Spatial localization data
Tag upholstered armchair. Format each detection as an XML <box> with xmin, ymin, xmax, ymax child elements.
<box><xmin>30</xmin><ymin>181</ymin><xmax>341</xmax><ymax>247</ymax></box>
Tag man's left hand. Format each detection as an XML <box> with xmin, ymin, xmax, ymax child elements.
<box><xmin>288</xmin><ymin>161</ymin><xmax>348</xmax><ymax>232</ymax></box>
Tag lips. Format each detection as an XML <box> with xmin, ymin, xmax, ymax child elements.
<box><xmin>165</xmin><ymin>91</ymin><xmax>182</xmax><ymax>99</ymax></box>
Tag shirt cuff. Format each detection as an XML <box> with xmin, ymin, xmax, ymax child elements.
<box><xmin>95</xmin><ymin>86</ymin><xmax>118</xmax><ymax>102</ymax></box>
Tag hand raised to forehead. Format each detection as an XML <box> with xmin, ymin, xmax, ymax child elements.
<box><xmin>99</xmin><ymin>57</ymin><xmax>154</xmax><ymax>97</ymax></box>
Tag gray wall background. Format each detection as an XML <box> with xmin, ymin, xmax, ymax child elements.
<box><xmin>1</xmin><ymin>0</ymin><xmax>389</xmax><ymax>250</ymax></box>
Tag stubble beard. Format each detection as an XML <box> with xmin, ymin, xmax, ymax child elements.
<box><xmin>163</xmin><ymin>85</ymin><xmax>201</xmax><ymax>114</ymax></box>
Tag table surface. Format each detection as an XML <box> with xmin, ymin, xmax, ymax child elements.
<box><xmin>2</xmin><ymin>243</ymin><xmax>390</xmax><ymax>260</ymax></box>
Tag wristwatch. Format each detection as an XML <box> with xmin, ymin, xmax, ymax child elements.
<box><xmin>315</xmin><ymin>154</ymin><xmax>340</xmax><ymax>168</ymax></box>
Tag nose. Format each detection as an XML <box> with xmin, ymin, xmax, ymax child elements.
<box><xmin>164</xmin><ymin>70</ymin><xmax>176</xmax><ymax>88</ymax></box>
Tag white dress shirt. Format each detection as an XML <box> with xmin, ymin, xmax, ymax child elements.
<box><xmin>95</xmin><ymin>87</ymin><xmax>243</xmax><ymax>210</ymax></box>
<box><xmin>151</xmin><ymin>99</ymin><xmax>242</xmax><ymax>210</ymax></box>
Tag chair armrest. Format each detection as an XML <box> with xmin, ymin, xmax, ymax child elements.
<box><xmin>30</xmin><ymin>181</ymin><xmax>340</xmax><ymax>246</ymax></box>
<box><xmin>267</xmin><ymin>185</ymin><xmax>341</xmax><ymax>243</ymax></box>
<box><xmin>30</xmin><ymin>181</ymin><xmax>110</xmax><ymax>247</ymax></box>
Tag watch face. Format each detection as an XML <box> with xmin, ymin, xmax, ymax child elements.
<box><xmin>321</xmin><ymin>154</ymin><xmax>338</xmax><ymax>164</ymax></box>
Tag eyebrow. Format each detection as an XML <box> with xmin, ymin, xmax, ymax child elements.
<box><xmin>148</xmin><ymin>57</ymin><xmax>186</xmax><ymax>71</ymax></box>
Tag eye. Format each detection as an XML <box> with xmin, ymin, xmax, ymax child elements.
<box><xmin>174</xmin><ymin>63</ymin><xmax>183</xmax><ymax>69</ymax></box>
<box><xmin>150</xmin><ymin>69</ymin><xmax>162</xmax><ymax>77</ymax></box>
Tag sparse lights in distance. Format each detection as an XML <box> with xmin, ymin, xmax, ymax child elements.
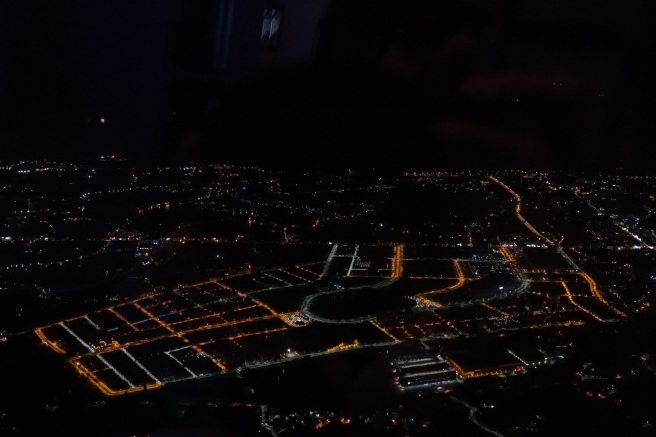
<box><xmin>100</xmin><ymin>117</ymin><xmax>105</xmax><ymax>124</ymax></box>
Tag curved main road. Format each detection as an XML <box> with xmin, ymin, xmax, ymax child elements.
<box><xmin>300</xmin><ymin>277</ymin><xmax>398</xmax><ymax>324</ymax></box>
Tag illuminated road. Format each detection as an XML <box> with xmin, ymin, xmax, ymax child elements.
<box><xmin>122</xmin><ymin>347</ymin><xmax>160</xmax><ymax>384</ymax></box>
<box><xmin>448</xmin><ymin>395</ymin><xmax>504</xmax><ymax>437</ymax></box>
<box><xmin>579</xmin><ymin>272</ymin><xmax>626</xmax><ymax>318</ymax></box>
<box><xmin>320</xmin><ymin>243</ymin><xmax>339</xmax><ymax>278</ymax></box>
<box><xmin>557</xmin><ymin>248</ymin><xmax>626</xmax><ymax>318</ymax></box>
<box><xmin>241</xmin><ymin>340</ymin><xmax>398</xmax><ymax>370</ymax></box>
<box><xmin>415</xmin><ymin>249</ymin><xmax>531</xmax><ymax>310</ymax></box>
<box><xmin>561</xmin><ymin>281</ymin><xmax>603</xmax><ymax>322</ymax></box>
<box><xmin>300</xmin><ymin>277</ymin><xmax>398</xmax><ymax>324</ymax></box>
<box><xmin>491</xmin><ymin>176</ymin><xmax>625</xmax><ymax>320</ymax></box>
<box><xmin>391</xmin><ymin>244</ymin><xmax>404</xmax><ymax>278</ymax></box>
<box><xmin>580</xmin><ymin>193</ymin><xmax>654</xmax><ymax>249</ymax></box>
<box><xmin>416</xmin><ymin>260</ymin><xmax>467</xmax><ymax>307</ymax></box>
<box><xmin>59</xmin><ymin>322</ymin><xmax>94</xmax><ymax>353</ymax></box>
<box><xmin>346</xmin><ymin>245</ymin><xmax>360</xmax><ymax>277</ymax></box>
<box><xmin>489</xmin><ymin>176</ymin><xmax>554</xmax><ymax>245</ymax></box>
<box><xmin>134</xmin><ymin>301</ymin><xmax>228</xmax><ymax>370</ymax></box>
<box><xmin>164</xmin><ymin>347</ymin><xmax>198</xmax><ymax>378</ymax></box>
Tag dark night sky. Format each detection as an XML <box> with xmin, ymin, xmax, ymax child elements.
<box><xmin>0</xmin><ymin>1</ymin><xmax>177</xmax><ymax>163</ymax></box>
<box><xmin>1</xmin><ymin>0</ymin><xmax>655</xmax><ymax>171</ymax></box>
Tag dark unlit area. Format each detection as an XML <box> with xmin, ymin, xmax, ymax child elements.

INSTRUCTIONS TO FOLLOW:
The entries above must be output exactly, with every image left out.

SOLUTION TO THE EXERCISE:
Tag upholstered armchair. Format each detection as an XML <box> with xmin, ymin, xmax, ymax child elements.
<box><xmin>30</xmin><ymin>181</ymin><xmax>341</xmax><ymax>247</ymax></box>
Tag man's left hand. Format each detection as an XML <box> with xmin, ymin, xmax, ymax child elements.
<box><xmin>288</xmin><ymin>161</ymin><xmax>348</xmax><ymax>232</ymax></box>
Tag lips. Format each detection as an XML <box> with xmin, ymin, xmax, ymax child elements.
<box><xmin>165</xmin><ymin>91</ymin><xmax>182</xmax><ymax>99</ymax></box>
Tag shirt cuff. Format each detection as an XML <box> with xmin, ymin, xmax, ymax child elements.
<box><xmin>95</xmin><ymin>86</ymin><xmax>118</xmax><ymax>102</ymax></box>
Tag hand raised to forehead. Format each detection as an XML <box> with xmin, ymin, xmax, ymax child elements.
<box><xmin>99</xmin><ymin>57</ymin><xmax>154</xmax><ymax>97</ymax></box>
Tag gray wall background. Format each detection as an XML <box> with xmin, ymin, xmax, ymax child elements.
<box><xmin>1</xmin><ymin>0</ymin><xmax>389</xmax><ymax>250</ymax></box>
Tag stubble beard. Format each detection as an XML <box> with xmin, ymin, xmax, ymax child elements.
<box><xmin>163</xmin><ymin>85</ymin><xmax>201</xmax><ymax>114</ymax></box>
Tag table surface. Format each detection as an XML <box> with xmin, ymin, xmax, ymax child elements.
<box><xmin>2</xmin><ymin>243</ymin><xmax>390</xmax><ymax>260</ymax></box>
Tag wristwatch. Format each detection as an XML <box> with xmin, ymin, xmax, ymax child elements.
<box><xmin>315</xmin><ymin>154</ymin><xmax>340</xmax><ymax>168</ymax></box>
Tag nose. Format each detection as an XML <box> with xmin, ymin, xmax, ymax child elements.
<box><xmin>164</xmin><ymin>70</ymin><xmax>176</xmax><ymax>88</ymax></box>
Tag white dress shirt. Format each detection as an XML <box> with xmin, ymin, xmax, ymax child elements.
<box><xmin>95</xmin><ymin>87</ymin><xmax>243</xmax><ymax>210</ymax></box>
<box><xmin>151</xmin><ymin>99</ymin><xmax>242</xmax><ymax>210</ymax></box>
Tag chair armrest. Format each detection as an XML <box> with xmin, ymin, xmax, ymax child elements.
<box><xmin>30</xmin><ymin>181</ymin><xmax>340</xmax><ymax>246</ymax></box>
<box><xmin>267</xmin><ymin>185</ymin><xmax>341</xmax><ymax>243</ymax></box>
<box><xmin>30</xmin><ymin>181</ymin><xmax>110</xmax><ymax>247</ymax></box>
Tag watch face. Format each detection as an XML <box> with xmin, ymin, xmax, ymax child elements.
<box><xmin>321</xmin><ymin>154</ymin><xmax>338</xmax><ymax>164</ymax></box>
Tag eyebrow. Format each detection as an XML <box> with xmin, ymin, xmax, ymax child elements.
<box><xmin>148</xmin><ymin>57</ymin><xmax>186</xmax><ymax>71</ymax></box>
Tag eye. Format each detection as an XML <box> with xmin, ymin, xmax, ymax child elements.
<box><xmin>174</xmin><ymin>63</ymin><xmax>183</xmax><ymax>69</ymax></box>
<box><xmin>150</xmin><ymin>69</ymin><xmax>162</xmax><ymax>77</ymax></box>
Tag sparse lights in distance. Format each detection as an XML <box> with xmin, ymin, xmax, ymax child elements.
<box><xmin>100</xmin><ymin>117</ymin><xmax>105</xmax><ymax>124</ymax></box>
Tag curved main road. Format each detection as an XML <box> with xmin, ymin, xmax, ymax child elements.
<box><xmin>300</xmin><ymin>277</ymin><xmax>398</xmax><ymax>324</ymax></box>
Tag illuminated road. Format each detection as an XML <box> with xmin, ymin, xmax, ymax child elements.
<box><xmin>122</xmin><ymin>347</ymin><xmax>160</xmax><ymax>384</ymax></box>
<box><xmin>448</xmin><ymin>395</ymin><xmax>504</xmax><ymax>437</ymax></box>
<box><xmin>579</xmin><ymin>272</ymin><xmax>626</xmax><ymax>318</ymax></box>
<box><xmin>320</xmin><ymin>243</ymin><xmax>339</xmax><ymax>278</ymax></box>
<box><xmin>557</xmin><ymin>248</ymin><xmax>626</xmax><ymax>318</ymax></box>
<box><xmin>241</xmin><ymin>340</ymin><xmax>398</xmax><ymax>370</ymax></box>
<box><xmin>415</xmin><ymin>249</ymin><xmax>531</xmax><ymax>310</ymax></box>
<box><xmin>561</xmin><ymin>281</ymin><xmax>603</xmax><ymax>322</ymax></box>
<box><xmin>300</xmin><ymin>277</ymin><xmax>398</xmax><ymax>324</ymax></box>
<box><xmin>491</xmin><ymin>176</ymin><xmax>625</xmax><ymax>320</ymax></box>
<box><xmin>391</xmin><ymin>244</ymin><xmax>404</xmax><ymax>278</ymax></box>
<box><xmin>580</xmin><ymin>193</ymin><xmax>654</xmax><ymax>249</ymax></box>
<box><xmin>416</xmin><ymin>260</ymin><xmax>467</xmax><ymax>307</ymax></box>
<box><xmin>59</xmin><ymin>322</ymin><xmax>94</xmax><ymax>353</ymax></box>
<box><xmin>346</xmin><ymin>245</ymin><xmax>360</xmax><ymax>277</ymax></box>
<box><xmin>489</xmin><ymin>176</ymin><xmax>554</xmax><ymax>245</ymax></box>
<box><xmin>134</xmin><ymin>301</ymin><xmax>228</xmax><ymax>370</ymax></box>
<box><xmin>164</xmin><ymin>347</ymin><xmax>198</xmax><ymax>378</ymax></box>
Tag dark night sky. Format each detection as an XML <box> with xmin, ymin, xmax, ymax child elements.
<box><xmin>0</xmin><ymin>1</ymin><xmax>177</xmax><ymax>163</ymax></box>
<box><xmin>1</xmin><ymin>0</ymin><xmax>655</xmax><ymax>171</ymax></box>
Tag dark unlit area. Format each detection as an XML <box> with xmin, ymin, xmax, ymax child elements.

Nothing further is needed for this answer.